▶ Fragmento seleccionado:
• • • • •

Ya matriculada y asistiendo a clases en la universidad (en Santiago), comenzaron a aflorar mis inquietudes espirituales en los ramos teológicos que se imparten como parte de la formación universitaria. Era la más inquisidora, para todo pedía un por qué. Hasta que un día, una profesora me dijo, “creo que es mejor que vayas a hablar con algún sacerdote a la capellanía, porque hay cosas que no te puedo responder”. Pero no me animé. 

Un cáncer: la puerta a la fe

Así seguí hasta 2009 cuando le diagnosticaron un cáncer fulminante a mi abuela. Ella era mi segunda mamá, mi confidente, la que me consolaba y contenía cuando me peleaba con mis papás. Fue además la única persona que me apoyó en la que creía inicialmente era mi vocación: el canto. Ella era católica.

Alexandra con su abuela en la última Navidad que pasaron juntas en 2008.

Estuve el día que le entregaron el diagnóstico y la sentencia de muerte, ya que le pronosticaron dos meses de vida. Fue la primera persona cercana que se me moría. Le pedí mucho a Dios que no se la llevara, porque era todo para mí y en dos meses no alcanzaba a pedirle perdón, a demostrarle lo mucho que la quería. Cuando se murió me dio pena y sentí una rabia intensa. No aceptaba que no la podría volver a ver más.

En esa etapa, Laura, mi mejor amiga, jugó un papel fundamental. Ella era rebelde, como yo, lo que me hacía sentir identificada y estaba viviendo un proceso de conversión al cristianismo. Me acuerdo que en ese período me hablaba mucho de Dios y yo le decía “ándate, me aburres”. Pero cuando se murió mi abuela, estuvo conmigo, me acompañó con mucho cariño y me llevó a confesarme. No me confesaba desde el año 2001. Me aterraba la idea de entrar a un confesionario y no saber qué decirle al cura. Ella me animó a pedirle ayuda al sacerdote y me llevó al oratorio de la universidad y, mientras daba ese paso, ella rezaba intensamente un rosario tras otro pidiéndole ayuda a la Virgen para que me animara a abrir mi alma.

• • • • •

▶ Datos proporcionados:
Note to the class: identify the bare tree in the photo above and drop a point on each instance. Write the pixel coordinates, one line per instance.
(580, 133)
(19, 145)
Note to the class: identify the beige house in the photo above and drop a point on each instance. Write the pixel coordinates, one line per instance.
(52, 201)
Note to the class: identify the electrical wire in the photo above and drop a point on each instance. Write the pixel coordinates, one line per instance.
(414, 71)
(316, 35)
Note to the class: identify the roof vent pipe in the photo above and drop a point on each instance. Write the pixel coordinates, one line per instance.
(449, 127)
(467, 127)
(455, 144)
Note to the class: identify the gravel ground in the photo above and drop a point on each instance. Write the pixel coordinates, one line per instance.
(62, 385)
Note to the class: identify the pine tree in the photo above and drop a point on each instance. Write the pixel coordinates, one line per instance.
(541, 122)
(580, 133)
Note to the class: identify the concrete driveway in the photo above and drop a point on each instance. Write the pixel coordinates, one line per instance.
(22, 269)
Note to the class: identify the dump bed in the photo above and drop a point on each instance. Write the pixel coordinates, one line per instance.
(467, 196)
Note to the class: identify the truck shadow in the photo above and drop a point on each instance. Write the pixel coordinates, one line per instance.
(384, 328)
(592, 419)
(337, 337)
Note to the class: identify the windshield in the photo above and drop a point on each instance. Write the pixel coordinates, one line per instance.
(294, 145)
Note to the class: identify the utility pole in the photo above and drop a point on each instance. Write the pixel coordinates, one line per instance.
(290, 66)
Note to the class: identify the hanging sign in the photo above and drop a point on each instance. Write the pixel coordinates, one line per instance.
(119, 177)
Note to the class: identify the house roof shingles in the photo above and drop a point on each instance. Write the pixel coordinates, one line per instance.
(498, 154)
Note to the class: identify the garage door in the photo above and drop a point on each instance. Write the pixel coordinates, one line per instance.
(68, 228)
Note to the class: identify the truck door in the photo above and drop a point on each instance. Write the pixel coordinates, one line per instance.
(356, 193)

• • • • •

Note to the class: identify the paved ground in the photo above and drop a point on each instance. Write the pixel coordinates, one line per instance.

• • • • •

Por favor, indica cuántos meses de vida le pronosticaron a la abuela según el fragmento seleccionado.

Dos meses.